__Verilen metin__.

>>>>

Ey Oğul! Bil ki bereket büyüklerle beraberdir!
Anne babalarla çocuklar arasında çok büyük insani bir değer farkı oluştu. Eskiden büyük sülaleye dayalı bir aile yapımız vardı. Geniş ailesinin içerisinde çocuklar güvenle ve sevgiyle büyür, aile içindeki imece kültürü, değişik sebeplerle dışarıdan tehditlerin geldiği zor zamanlarda bile aileyi ayakta tutmaya yeterdi. Bu dönemde genellikle kasa, ailenin en büyüğünün sorumluluğundaydı. Ve kazançlar çok adaletli bir biçimde (bölüşülmez) ortaklaşa kullanılır ve harcanırdı. Gelir arttıkça, bilge yaşlılar, bunu kendi keyifleri için değil, aileye yeni katılacak olan çocukların refahı için kullanırdı. Ailenin tek hedefi, yeni doğan bebeklerin yaşatılması, beslenmesi, büyütülmesi ve yetiştirilmesi üzerineydi.

<<<<

__Alıştırma görevleri__.
A) Aile yapısını anlatan metne göre ailenin tek hedefi yeni doğan bebekler için neleri kapsıyordu? Hepsini sıralayın.
B) Aile yapısını anlatan metinden şu soruları cevaplayın:
(i) Eskiden aile yapımız neye dayalıydı?
(ii) Bu dönemde kasa genellikle kimin sorumluluğundaydı?
(iii) Gelir arttıkça bilge yaşlılar onu kimin refahı için kullanırdı?

__Sağlanan malzeme__.
>>>>

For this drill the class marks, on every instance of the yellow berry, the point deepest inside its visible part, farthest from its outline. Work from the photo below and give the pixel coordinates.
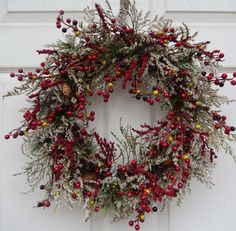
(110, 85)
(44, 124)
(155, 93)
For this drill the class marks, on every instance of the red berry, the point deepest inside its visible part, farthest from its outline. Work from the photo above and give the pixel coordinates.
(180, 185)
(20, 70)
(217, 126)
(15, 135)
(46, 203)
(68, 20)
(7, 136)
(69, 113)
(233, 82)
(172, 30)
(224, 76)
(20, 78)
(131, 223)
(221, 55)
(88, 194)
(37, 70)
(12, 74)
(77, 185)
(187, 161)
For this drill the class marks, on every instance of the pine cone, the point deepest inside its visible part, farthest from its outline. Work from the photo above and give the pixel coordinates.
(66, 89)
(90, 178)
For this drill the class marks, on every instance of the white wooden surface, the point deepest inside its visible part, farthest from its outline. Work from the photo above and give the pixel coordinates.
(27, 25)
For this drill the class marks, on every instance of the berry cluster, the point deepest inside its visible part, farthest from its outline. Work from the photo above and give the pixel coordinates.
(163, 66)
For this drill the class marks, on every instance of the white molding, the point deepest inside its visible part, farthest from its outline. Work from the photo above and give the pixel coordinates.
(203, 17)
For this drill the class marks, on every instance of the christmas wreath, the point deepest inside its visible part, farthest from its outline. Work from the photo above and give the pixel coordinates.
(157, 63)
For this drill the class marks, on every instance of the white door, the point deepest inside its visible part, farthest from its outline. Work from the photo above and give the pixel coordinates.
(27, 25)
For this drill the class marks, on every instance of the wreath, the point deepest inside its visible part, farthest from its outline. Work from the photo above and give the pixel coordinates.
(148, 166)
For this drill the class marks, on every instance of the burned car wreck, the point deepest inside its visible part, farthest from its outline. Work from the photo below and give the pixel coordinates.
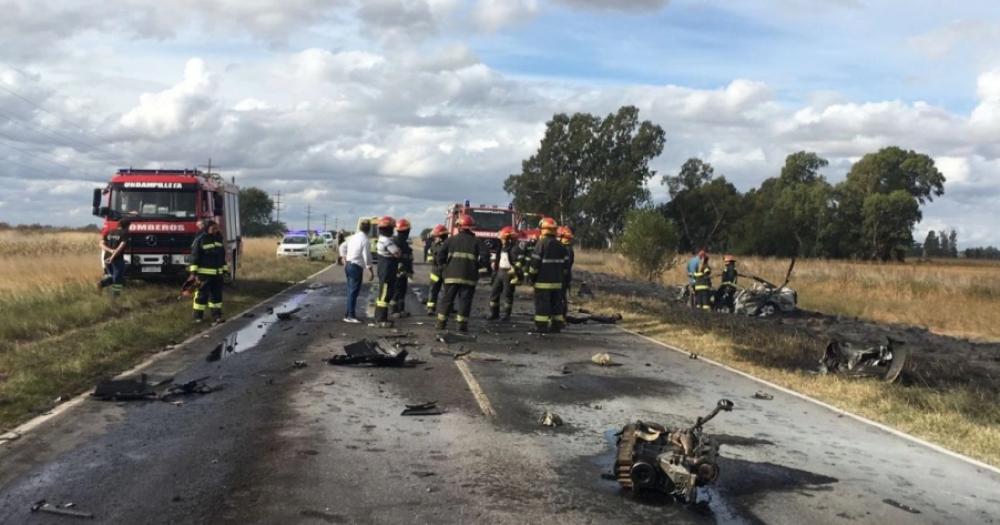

<<<<
>>>>

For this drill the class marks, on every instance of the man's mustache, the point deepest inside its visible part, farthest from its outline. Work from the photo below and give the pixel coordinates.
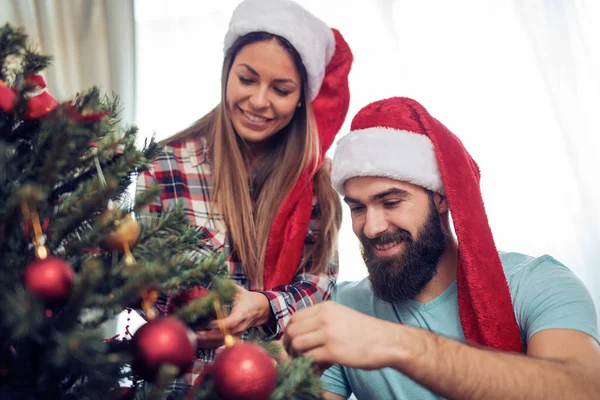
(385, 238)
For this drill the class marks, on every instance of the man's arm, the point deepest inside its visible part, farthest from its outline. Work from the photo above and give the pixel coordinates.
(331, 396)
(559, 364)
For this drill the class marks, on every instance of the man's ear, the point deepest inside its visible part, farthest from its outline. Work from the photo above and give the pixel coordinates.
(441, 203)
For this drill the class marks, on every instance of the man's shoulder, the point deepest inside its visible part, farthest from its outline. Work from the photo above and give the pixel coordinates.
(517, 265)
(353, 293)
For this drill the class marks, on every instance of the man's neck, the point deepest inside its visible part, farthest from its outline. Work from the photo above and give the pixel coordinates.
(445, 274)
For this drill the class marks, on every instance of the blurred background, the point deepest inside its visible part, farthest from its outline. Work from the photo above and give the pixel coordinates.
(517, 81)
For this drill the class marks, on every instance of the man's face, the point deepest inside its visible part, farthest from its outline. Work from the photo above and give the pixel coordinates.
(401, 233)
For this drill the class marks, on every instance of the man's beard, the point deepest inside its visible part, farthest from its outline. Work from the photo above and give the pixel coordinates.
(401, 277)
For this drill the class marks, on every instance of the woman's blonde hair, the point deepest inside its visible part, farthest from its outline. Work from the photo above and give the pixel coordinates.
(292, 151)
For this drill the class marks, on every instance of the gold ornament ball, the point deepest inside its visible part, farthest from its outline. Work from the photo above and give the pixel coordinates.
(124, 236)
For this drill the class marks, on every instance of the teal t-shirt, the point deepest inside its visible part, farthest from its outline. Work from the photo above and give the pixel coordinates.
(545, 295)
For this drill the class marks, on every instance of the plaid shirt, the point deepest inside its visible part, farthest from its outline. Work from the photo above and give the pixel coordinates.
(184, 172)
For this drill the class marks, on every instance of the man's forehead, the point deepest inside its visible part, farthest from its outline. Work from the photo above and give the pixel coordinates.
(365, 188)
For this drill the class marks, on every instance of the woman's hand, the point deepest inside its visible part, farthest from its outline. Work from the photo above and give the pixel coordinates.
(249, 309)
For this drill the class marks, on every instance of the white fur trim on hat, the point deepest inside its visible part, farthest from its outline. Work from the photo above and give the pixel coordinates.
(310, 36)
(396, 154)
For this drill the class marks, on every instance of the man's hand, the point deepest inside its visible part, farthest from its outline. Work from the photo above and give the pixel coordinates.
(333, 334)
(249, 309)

<<<<

__Görev sonuçları__.
A)
- Yaşatılması
- Beslenmesi
- Büyütülmesi
- Yetiştirilmesi

B)
(i) Büyük sülaleye.
(ii) Ailenin en büyüğünün.
(iii) Aileye yeni katılacak olan çocukların.